Provided passage section start

Background:The Mobile Marketing Association (MMA) recently released an updated set of global mobile advertising unit guidelines. The intentions of these guidelines are to simplify the creation, planning, buying, selling and reporting of mobile display ad units for smartphones, feature phones and tablets. The guidelines were not inclusive of mobile video and mobile rich media. This POV evaluates the updated guidelines and highlighted the most relevant points specific to HCP- and consumer-targeted media.
Industry Implications:Over 80% of physicians now own a smartphone, 52% of those physicians are iPhone owners and 18% are Android device owners. Physician tablet adoption is close to 40%1. Approximately 54 million consumers own tablets2 and 35% of Americans adults own a smartphone3. Mobile advertising spending is expected to rise by 40% in 2013 and another 30-34% in 2014 and 20154.

Provided passage section end
Extracted records section start

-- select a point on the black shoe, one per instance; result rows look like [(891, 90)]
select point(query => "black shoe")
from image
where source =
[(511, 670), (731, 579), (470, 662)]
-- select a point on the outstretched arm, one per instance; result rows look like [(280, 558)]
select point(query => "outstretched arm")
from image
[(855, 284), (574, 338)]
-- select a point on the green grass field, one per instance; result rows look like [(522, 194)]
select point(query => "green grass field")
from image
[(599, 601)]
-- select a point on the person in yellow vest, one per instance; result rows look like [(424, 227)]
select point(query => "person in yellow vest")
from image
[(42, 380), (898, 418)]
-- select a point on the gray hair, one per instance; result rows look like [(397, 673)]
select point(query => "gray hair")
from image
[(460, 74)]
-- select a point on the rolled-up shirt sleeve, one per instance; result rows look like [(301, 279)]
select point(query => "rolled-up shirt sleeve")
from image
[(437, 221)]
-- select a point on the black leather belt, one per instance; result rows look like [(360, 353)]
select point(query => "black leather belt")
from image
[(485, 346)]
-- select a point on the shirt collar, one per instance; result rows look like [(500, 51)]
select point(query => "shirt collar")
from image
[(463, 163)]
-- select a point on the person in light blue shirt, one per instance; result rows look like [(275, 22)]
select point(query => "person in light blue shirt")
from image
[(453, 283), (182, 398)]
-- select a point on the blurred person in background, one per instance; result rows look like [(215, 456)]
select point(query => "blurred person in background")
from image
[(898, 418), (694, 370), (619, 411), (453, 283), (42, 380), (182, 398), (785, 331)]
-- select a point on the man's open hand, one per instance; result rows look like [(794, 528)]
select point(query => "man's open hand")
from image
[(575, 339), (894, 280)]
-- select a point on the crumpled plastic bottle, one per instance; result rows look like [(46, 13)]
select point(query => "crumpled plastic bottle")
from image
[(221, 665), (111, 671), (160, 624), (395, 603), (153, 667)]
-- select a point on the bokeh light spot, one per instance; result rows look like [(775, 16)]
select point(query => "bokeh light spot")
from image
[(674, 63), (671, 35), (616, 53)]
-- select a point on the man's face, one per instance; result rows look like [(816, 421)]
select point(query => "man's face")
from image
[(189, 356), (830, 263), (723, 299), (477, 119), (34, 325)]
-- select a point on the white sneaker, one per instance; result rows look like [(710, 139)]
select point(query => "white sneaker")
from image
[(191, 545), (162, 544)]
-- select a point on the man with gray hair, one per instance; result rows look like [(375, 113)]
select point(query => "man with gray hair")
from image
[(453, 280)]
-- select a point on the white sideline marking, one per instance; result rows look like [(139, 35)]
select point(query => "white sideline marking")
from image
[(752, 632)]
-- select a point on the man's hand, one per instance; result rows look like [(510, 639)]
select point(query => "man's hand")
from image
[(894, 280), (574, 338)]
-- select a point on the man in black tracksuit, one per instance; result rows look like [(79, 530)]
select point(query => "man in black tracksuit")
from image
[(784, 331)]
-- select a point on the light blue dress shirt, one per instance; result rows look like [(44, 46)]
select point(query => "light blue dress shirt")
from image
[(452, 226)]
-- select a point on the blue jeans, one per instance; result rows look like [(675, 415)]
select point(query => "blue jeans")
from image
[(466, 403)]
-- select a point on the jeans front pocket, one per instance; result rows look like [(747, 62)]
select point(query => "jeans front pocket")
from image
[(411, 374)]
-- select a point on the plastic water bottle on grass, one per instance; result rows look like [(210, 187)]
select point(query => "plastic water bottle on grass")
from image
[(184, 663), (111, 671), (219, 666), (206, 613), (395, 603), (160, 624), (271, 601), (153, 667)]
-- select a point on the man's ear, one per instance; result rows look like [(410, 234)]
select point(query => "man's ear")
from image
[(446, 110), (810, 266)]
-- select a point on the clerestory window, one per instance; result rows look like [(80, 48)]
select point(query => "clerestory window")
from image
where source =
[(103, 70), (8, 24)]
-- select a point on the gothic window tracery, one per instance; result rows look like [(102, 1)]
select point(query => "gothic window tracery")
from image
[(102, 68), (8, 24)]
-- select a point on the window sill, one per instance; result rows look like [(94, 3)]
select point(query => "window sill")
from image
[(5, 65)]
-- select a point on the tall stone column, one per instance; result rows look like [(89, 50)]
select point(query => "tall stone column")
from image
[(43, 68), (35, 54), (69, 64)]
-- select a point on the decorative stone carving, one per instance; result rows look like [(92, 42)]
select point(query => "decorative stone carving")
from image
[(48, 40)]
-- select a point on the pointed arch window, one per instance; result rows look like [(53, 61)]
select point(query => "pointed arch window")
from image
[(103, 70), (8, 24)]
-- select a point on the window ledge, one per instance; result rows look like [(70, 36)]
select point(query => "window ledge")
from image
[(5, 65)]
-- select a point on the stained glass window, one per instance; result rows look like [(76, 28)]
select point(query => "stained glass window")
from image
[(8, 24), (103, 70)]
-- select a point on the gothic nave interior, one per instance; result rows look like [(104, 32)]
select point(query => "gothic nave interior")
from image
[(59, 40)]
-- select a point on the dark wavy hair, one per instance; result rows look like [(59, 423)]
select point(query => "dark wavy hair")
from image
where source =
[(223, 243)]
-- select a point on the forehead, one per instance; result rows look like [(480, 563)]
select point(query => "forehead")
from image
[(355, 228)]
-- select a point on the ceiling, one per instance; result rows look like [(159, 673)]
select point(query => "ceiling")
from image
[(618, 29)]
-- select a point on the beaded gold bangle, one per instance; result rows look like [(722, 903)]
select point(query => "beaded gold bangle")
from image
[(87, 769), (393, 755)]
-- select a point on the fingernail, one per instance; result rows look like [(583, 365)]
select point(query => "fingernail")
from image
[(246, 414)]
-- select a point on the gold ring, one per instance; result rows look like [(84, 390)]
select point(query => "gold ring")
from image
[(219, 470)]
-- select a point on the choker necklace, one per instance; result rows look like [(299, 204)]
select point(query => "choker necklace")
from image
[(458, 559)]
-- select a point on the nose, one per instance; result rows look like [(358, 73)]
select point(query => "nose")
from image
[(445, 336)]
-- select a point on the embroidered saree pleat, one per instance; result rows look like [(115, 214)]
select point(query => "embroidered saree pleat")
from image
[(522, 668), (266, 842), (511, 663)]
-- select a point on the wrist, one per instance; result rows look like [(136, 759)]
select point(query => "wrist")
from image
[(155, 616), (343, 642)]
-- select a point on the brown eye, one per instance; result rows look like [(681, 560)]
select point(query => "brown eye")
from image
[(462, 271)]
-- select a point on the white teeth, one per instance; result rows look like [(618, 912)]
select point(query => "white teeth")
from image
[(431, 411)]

Extracted records section end
Extracted records section start

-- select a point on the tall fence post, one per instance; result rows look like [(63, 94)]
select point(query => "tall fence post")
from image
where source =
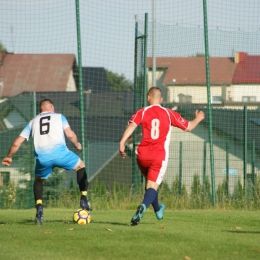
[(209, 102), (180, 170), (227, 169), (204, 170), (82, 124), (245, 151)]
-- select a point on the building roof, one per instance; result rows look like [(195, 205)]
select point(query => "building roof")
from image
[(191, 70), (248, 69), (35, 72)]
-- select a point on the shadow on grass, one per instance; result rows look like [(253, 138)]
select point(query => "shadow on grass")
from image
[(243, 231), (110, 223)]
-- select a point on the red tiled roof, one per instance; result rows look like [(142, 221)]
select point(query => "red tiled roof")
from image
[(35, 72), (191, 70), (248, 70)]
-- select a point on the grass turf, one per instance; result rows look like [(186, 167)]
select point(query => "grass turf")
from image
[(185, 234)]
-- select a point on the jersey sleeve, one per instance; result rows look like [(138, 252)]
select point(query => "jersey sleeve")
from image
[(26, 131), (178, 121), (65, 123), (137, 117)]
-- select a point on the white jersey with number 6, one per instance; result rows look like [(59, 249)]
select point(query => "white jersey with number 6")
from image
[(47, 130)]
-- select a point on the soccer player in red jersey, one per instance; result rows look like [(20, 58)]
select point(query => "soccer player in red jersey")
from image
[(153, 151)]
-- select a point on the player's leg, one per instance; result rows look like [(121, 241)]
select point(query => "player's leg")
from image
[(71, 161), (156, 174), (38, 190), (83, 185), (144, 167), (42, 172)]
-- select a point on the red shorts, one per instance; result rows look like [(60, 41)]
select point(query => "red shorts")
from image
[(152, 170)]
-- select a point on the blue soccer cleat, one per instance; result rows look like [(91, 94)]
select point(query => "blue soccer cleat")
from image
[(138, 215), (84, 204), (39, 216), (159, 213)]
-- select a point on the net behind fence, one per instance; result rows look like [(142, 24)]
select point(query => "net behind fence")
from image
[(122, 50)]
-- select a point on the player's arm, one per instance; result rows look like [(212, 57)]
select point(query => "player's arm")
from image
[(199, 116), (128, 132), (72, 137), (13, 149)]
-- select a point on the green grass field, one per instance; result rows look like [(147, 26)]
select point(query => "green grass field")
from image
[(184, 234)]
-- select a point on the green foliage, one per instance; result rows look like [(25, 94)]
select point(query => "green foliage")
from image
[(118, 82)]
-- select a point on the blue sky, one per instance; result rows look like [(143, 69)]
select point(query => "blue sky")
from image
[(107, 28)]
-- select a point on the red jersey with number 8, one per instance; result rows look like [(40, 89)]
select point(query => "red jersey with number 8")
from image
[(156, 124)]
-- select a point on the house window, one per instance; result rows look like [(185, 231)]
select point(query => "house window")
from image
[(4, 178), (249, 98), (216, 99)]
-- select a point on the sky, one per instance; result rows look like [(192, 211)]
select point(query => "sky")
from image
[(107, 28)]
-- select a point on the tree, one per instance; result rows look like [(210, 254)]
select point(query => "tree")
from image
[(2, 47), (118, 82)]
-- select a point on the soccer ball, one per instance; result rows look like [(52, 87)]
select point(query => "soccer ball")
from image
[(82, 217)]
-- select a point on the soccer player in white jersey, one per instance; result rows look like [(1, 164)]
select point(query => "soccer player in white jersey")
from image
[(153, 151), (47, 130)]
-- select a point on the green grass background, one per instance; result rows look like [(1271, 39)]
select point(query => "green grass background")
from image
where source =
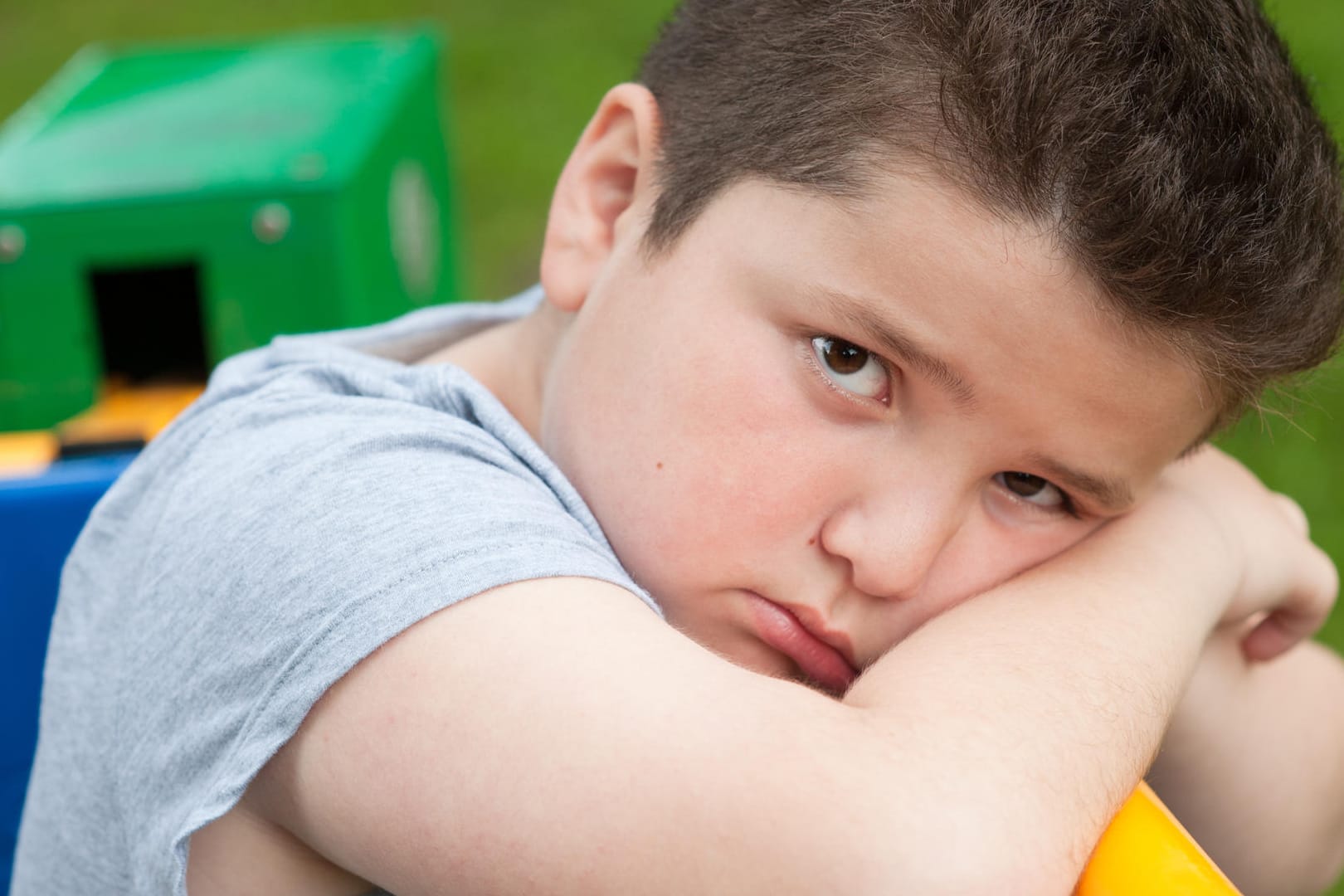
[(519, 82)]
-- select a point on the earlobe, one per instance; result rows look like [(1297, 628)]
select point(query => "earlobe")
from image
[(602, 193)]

Extracted records section end

[Your tasks]
1. Copy from the mobile ad guidelines text word for word, starting at "Industry Implications:Over 80%" and stopping after "2014 and 20154.".
2. Rewrite the paragraph of the mobile ad guidelines text that starts "Background:The Mobile Marketing Association" as a short list of its main facts.
3. Pick up the mobile ad guidelines text after its last sentence and write what comes next.
The items have nothing to do with the mobile ad guidelines text.

[Solved tasks]
1.
Industry Implications:Over 80% of physicians now own a smartphone, 52% of those physicians are iPhone owners and 18% are Android device owners. Physician tablet adoption is close to 40%1. Approximately 54 million consumers own tablets2 and 35% of Americans adults own a smartphone3. Mobile advertising spending is expected to rise by 40% in 2013 and another 30-34% in 2014 and 20154.

2.
- The Mobile Marketing Association (MMA) released updated global guidelines for mobile advertising units.
- The guidelines aim to make it simpler to create, plan, buy, sell and report on mobile display ads for smartphones, feature phones and tablets.
- They do not cover mobile video or mobile rich media.
- This POV reviews the guidelines and points out what matters most for HCP- and consumer-targeted media.

3.
Smartphones and Feature Phones
•The MMA has agreed to a set of six ad units as the standard sizes (Figure 1) for smartphones and feature phones.
•Most publishers and mobile networks in the HCP space are primarily leveraging iOS or Android smartphone systems for ad opportunities. The 320×50 is emerging as the predominant ad unit.
•Depending on the mobile device, pixel density may be scaled up/down for the ad unit (e.g., the 300×50 banner gets scaled up to 600×100 on an iPhone4 with higher resolution).
1 Manhattan Research, Taking the Pulse v11.0
2 Online Publishers Association, 2011
3 Pew, 2011
4 eMarketer, Sep 2011
- As an initial guidance, the MMA has also agreed to a set of nine ad units as the standard sizes (Figure 1) for tablets.
- Most publishers in the HCP space are primarily offering the 728×90 ad unit.
- The 1024×768 full screen as unit is gaining traction as Apple’s iPad continues to dominate the market among HCPs. More publishers are launching iPad editions of their publications, with nearly all consumer publications offering feature-rich tablet versions, and iPad versions of notable HCP-focused journals including the New England Journal of Medicine and MD Magazine.
- The full screen ad unit provides the most real estate and flexibility for black-box products looking to expand a campaign onto the tablet platform. The full screen ad can be built similar to a journal ad in that there are multiple pages to swipe (see Figure 2).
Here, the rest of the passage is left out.